Dataset excerpt
========================

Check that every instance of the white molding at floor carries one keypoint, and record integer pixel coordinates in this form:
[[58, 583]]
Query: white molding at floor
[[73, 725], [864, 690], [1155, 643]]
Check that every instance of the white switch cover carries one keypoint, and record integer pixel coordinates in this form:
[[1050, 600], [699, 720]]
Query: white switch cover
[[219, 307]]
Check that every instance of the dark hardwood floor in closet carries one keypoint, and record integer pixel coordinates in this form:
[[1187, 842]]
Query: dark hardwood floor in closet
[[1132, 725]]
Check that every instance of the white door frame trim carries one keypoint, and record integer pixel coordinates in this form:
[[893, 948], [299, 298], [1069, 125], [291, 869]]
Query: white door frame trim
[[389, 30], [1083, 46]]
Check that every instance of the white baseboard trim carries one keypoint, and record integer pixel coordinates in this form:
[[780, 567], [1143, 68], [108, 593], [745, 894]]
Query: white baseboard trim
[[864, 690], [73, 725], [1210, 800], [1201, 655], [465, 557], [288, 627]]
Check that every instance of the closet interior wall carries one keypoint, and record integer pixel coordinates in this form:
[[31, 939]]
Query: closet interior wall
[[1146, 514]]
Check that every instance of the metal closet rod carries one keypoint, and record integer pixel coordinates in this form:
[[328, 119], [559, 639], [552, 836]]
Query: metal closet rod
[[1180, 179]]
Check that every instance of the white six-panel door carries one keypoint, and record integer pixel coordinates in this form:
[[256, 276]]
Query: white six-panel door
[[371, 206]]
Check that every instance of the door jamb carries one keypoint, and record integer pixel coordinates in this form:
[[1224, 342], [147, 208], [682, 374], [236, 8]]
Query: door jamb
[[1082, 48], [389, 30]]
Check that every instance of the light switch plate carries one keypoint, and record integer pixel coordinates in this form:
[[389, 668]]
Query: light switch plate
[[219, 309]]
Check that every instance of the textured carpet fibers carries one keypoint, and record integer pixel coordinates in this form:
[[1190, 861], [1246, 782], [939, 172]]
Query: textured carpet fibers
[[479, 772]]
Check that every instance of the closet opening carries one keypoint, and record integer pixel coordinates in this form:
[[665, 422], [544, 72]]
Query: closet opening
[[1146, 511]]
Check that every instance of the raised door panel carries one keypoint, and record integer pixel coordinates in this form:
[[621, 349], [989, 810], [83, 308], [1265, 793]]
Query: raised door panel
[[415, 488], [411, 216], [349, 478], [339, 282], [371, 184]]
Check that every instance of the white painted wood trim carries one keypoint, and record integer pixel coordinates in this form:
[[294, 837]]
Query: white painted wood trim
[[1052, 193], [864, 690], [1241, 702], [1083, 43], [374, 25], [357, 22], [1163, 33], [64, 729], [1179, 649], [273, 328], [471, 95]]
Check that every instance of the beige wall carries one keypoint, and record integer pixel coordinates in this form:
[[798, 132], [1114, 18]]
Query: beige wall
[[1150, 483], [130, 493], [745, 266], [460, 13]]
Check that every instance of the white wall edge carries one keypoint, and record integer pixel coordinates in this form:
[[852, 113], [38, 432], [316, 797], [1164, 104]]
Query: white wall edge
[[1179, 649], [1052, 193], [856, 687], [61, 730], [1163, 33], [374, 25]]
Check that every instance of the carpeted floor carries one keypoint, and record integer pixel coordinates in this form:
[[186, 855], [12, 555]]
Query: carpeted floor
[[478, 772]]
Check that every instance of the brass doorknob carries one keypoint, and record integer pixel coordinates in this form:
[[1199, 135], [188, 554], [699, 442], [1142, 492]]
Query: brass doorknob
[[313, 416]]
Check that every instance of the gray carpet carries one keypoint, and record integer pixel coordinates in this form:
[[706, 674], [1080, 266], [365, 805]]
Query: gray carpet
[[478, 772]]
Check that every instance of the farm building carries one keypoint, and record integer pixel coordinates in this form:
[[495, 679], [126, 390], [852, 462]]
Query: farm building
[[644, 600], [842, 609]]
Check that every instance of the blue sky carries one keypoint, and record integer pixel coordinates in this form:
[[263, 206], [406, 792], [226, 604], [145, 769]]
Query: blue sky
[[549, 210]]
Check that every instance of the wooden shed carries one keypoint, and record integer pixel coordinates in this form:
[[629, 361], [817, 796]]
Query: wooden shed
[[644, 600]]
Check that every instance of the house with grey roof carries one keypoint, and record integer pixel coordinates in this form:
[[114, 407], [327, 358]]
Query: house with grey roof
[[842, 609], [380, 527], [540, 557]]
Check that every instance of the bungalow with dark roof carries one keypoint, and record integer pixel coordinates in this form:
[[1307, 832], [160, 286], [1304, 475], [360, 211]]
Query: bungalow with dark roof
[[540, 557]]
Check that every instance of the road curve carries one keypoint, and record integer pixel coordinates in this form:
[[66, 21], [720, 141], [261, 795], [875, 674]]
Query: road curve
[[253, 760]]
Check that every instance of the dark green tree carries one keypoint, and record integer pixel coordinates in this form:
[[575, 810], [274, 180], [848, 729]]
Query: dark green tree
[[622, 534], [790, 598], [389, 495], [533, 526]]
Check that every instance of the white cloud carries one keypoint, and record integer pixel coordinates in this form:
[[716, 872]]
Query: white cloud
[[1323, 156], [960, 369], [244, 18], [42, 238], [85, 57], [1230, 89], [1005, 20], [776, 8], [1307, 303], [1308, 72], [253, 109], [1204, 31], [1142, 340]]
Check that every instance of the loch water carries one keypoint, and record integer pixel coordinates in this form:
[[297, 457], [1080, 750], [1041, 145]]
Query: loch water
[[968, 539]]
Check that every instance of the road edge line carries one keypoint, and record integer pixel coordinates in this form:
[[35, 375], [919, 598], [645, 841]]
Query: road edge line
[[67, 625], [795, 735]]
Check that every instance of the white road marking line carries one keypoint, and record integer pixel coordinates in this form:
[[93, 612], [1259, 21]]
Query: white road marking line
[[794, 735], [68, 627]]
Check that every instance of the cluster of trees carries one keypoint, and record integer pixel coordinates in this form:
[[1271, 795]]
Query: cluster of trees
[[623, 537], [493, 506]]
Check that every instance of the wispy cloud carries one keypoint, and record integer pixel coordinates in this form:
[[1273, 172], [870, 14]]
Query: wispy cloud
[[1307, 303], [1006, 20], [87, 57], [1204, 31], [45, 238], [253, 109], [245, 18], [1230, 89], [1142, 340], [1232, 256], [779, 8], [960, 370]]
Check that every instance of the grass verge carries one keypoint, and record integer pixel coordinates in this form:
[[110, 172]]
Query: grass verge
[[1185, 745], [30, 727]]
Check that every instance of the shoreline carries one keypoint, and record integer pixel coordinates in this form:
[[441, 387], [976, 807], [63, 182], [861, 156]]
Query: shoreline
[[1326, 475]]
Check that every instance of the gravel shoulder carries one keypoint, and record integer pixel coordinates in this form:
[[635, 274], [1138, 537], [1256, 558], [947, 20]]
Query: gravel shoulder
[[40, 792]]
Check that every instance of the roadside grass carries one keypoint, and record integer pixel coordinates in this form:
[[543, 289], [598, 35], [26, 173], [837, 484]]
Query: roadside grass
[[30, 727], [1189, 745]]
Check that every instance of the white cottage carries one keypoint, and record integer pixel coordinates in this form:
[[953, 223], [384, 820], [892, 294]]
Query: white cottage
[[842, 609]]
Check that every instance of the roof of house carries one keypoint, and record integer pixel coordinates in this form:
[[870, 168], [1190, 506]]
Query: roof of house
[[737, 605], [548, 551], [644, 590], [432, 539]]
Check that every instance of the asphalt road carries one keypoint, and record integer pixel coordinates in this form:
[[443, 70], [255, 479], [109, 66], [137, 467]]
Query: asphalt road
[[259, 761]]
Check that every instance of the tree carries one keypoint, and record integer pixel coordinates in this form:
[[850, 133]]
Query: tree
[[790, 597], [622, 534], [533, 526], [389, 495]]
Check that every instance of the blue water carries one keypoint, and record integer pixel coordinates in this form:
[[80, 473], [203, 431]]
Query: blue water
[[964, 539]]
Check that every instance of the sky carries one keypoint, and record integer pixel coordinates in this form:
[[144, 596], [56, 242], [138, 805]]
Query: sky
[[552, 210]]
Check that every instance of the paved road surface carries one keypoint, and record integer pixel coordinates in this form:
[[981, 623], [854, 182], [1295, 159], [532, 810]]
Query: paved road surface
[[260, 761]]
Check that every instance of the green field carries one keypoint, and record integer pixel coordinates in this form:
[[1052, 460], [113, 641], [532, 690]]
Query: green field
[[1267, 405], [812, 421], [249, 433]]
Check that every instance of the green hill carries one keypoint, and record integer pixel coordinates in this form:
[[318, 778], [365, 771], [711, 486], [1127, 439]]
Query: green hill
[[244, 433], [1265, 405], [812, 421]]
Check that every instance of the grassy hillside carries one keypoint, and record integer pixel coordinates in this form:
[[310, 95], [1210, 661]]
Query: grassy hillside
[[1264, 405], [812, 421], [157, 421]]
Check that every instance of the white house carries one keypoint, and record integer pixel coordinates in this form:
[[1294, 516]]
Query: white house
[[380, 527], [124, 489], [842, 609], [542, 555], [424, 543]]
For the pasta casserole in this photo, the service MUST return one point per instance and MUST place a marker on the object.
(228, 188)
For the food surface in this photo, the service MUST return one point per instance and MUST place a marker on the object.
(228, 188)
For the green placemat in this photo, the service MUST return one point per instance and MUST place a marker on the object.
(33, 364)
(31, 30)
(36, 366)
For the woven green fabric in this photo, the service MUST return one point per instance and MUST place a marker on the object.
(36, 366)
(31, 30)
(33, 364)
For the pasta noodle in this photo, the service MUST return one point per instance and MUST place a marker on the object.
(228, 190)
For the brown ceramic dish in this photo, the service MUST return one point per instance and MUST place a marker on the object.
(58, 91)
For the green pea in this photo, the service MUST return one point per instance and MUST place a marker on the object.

========================

Only the lines from the one containing "For the food" to the end of the records should be repeated, exactly as they appear.

Task solution:
For the food surface in this photo, the service MUST return one point per instance and MUST place a marker on the object.
(228, 188)
For the green placemat in this photo, the service MUST return one point per instance and MUST place a marker on the object.
(33, 364)
(31, 30)
(36, 366)
For the woven green fabric in this photo, the service MUST return one point per instance and MUST place a marker on the object.
(36, 366)
(31, 30)
(33, 364)
For the pasta noodle in this photo, the service MUST return one point per instance and MUST place a marker on the object.
(228, 190)
For the brown ceramic dish in this photo, the service MUST return one point per instance and MUST place a marker on the object.
(58, 91)
For the green pea in this photo, the service MUST return one point per instance and MUST place a marker on the object.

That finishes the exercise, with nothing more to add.